--- Extracted material ---

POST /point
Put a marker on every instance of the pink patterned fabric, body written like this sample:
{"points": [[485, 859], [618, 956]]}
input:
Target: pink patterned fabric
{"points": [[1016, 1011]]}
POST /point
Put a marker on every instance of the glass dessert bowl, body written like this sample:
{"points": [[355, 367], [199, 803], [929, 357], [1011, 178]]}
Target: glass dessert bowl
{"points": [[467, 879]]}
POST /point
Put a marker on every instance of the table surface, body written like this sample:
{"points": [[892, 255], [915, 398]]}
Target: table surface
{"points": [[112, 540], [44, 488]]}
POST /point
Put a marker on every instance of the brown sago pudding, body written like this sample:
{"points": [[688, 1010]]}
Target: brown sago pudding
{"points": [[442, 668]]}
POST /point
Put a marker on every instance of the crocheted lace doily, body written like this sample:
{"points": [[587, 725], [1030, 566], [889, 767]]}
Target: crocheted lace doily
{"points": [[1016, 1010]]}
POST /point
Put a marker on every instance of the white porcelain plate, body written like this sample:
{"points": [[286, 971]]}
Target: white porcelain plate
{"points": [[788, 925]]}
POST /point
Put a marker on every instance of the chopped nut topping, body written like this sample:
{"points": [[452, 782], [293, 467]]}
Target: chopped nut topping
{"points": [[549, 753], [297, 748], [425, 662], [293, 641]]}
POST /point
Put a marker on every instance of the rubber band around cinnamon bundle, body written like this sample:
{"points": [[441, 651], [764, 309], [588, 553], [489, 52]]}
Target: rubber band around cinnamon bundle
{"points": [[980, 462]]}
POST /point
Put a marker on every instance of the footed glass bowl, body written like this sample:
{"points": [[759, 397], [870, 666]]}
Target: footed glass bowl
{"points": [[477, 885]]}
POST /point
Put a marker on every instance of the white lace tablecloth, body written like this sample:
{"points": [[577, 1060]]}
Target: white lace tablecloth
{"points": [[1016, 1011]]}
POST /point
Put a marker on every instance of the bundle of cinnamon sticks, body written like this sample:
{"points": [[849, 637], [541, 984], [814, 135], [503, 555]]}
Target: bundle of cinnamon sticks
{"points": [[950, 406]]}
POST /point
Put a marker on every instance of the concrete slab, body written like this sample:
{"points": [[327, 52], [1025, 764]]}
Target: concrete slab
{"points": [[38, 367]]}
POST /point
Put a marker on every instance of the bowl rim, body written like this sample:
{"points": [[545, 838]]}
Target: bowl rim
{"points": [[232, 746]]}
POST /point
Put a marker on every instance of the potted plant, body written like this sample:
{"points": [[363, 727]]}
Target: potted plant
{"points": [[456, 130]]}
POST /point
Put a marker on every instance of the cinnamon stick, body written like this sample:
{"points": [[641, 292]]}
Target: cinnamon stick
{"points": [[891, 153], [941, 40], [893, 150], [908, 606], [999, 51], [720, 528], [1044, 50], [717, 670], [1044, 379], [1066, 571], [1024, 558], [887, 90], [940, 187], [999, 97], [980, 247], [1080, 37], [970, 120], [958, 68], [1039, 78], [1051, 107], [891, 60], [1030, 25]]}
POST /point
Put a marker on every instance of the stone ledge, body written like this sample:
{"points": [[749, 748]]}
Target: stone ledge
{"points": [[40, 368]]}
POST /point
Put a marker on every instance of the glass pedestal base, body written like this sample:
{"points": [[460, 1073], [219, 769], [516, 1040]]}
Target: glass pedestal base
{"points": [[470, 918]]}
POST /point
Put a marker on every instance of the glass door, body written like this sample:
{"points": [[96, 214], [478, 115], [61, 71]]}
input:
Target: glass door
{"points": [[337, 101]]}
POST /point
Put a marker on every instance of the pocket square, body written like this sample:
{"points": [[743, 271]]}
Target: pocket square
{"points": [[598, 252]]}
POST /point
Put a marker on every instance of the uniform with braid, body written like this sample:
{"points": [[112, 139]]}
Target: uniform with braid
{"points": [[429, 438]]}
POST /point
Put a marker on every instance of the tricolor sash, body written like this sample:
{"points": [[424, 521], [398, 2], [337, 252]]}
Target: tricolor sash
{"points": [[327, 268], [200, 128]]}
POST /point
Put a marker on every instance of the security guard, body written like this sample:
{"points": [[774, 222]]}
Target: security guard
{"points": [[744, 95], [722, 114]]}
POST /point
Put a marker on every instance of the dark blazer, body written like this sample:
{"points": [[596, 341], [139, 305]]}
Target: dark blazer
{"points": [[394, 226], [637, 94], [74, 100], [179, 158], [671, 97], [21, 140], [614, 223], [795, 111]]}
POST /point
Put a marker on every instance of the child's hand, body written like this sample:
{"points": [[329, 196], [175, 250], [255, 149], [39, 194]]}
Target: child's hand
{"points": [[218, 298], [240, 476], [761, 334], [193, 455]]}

---
--- Extracted material ---

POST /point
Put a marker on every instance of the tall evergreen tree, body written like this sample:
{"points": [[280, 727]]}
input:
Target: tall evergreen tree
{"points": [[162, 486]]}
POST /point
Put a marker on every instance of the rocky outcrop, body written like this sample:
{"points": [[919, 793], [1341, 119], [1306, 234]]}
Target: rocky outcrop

---
--- Extracted material ---

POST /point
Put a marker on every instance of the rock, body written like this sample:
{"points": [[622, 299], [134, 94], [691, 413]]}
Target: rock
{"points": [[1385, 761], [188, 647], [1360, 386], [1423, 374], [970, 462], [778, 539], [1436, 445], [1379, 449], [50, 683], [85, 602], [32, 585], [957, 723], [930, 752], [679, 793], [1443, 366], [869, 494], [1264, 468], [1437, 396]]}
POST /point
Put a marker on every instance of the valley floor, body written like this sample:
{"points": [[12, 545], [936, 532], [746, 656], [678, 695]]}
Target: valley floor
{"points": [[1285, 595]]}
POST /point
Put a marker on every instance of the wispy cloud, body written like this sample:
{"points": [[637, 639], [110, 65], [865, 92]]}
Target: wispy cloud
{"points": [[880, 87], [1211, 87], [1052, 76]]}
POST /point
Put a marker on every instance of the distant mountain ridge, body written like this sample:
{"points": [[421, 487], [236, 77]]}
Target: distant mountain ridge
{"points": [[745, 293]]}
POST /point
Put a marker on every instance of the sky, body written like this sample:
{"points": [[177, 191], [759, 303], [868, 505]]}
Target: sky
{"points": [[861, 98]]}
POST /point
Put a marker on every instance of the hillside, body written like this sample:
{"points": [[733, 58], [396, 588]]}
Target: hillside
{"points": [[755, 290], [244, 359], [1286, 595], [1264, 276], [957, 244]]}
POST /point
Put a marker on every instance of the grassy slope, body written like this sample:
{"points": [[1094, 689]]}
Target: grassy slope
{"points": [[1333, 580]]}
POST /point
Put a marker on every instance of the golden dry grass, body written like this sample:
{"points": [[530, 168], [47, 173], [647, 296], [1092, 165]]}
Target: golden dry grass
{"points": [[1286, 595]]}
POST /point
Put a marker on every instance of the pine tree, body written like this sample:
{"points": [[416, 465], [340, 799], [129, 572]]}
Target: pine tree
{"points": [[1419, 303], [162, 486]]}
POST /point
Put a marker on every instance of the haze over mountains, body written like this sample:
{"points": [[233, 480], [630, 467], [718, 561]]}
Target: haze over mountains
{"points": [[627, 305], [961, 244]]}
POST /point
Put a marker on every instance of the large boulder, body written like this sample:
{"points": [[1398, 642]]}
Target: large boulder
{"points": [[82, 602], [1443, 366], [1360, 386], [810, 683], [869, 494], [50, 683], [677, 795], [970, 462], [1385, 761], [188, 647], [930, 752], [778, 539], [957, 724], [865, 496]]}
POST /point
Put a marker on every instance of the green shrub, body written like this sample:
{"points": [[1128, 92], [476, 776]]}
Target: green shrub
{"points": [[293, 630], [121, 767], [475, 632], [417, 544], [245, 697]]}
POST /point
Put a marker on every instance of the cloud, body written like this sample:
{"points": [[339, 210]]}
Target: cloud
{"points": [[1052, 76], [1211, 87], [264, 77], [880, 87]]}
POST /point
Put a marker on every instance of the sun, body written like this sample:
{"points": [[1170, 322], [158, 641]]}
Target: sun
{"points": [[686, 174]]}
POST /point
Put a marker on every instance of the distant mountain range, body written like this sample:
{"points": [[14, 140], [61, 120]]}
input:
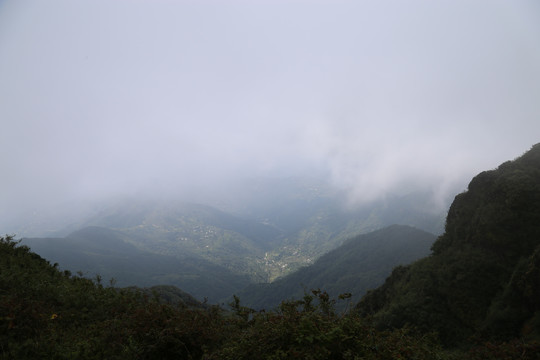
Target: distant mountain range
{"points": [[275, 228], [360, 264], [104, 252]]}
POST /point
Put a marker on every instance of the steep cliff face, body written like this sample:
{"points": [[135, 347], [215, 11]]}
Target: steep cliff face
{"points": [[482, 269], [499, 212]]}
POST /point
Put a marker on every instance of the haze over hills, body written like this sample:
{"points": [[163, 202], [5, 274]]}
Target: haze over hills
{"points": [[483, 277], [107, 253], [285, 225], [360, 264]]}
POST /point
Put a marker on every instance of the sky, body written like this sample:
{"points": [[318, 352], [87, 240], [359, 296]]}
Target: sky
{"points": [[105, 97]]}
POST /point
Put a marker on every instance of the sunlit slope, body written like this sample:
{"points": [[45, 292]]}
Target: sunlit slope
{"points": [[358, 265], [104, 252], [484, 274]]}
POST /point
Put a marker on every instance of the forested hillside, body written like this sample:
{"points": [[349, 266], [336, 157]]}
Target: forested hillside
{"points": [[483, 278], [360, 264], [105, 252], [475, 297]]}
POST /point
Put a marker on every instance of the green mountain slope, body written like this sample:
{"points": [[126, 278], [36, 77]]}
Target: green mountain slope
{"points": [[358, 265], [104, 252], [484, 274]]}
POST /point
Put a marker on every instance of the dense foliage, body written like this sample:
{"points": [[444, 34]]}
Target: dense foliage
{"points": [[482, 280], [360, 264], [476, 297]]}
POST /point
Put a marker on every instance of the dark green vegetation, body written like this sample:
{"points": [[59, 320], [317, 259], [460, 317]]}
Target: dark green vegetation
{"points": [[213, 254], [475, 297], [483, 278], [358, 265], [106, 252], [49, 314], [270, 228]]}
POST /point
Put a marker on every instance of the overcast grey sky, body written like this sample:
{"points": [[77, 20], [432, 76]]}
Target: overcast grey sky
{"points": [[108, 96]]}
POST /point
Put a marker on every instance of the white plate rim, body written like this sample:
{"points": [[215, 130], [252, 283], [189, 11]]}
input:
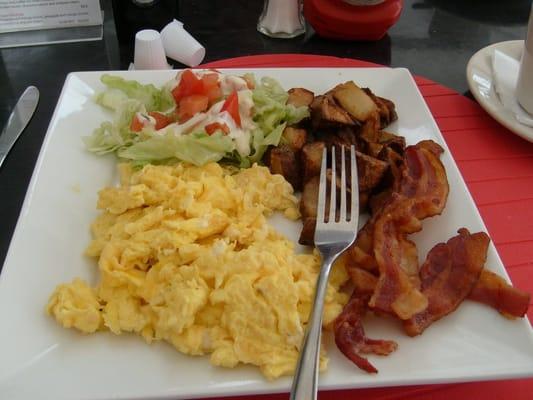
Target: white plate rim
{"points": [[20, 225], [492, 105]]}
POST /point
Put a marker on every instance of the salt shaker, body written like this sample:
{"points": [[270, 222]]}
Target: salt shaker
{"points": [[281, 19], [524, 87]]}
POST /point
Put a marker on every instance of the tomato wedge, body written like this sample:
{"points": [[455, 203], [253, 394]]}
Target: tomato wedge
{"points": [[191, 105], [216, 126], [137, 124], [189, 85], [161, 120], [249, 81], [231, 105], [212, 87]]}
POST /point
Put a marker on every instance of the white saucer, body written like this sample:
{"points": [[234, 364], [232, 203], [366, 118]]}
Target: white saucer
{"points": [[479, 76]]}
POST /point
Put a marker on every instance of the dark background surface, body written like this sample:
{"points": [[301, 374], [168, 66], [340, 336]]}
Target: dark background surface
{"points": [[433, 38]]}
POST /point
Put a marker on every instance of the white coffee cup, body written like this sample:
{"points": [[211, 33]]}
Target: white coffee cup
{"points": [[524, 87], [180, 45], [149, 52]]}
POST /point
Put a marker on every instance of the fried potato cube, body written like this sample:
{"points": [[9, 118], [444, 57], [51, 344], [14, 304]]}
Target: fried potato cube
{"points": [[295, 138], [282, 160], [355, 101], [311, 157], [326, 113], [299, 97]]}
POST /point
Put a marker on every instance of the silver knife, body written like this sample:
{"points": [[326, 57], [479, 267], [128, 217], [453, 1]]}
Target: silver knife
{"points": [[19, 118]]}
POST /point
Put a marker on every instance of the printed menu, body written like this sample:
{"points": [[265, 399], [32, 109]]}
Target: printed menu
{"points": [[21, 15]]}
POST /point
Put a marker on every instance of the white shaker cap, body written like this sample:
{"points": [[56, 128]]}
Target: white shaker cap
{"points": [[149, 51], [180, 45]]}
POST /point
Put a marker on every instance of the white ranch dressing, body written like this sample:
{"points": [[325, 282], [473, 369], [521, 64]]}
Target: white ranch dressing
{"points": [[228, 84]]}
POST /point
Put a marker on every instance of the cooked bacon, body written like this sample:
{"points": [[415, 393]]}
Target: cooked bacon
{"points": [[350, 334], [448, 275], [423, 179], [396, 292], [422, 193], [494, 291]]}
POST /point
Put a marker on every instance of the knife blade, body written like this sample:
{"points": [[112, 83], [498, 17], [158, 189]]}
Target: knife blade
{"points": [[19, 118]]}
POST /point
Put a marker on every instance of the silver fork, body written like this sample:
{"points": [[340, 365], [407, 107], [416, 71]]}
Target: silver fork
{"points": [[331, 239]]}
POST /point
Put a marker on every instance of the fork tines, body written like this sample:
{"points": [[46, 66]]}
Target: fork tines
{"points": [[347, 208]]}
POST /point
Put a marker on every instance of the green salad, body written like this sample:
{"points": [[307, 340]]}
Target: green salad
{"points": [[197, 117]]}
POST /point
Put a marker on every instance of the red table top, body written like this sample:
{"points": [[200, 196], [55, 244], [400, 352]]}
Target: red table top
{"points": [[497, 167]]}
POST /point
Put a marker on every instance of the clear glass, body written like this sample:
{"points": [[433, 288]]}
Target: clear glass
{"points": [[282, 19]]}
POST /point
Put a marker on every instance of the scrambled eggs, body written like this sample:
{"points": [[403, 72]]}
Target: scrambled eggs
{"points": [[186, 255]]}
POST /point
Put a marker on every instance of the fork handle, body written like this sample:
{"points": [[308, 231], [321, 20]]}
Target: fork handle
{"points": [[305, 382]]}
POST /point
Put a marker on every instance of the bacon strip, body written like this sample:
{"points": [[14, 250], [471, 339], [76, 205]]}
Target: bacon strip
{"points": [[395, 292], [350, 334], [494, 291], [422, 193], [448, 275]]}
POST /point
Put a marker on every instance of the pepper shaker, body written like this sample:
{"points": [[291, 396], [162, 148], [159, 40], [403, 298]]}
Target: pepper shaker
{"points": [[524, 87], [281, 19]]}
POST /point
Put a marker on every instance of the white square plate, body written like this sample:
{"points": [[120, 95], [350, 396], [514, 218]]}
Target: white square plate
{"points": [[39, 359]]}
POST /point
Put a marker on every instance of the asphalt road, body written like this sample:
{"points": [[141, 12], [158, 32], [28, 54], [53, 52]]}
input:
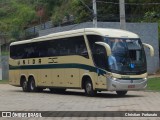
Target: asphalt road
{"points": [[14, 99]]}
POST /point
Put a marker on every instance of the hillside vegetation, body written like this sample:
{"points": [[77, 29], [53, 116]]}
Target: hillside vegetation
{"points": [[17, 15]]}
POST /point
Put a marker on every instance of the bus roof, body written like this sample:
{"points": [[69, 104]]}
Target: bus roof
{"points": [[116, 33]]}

---

[Required action]:
Every line containing the string "rocky" in the entries should be counted; give the resulting number and nothing else.

[Solution below]:
2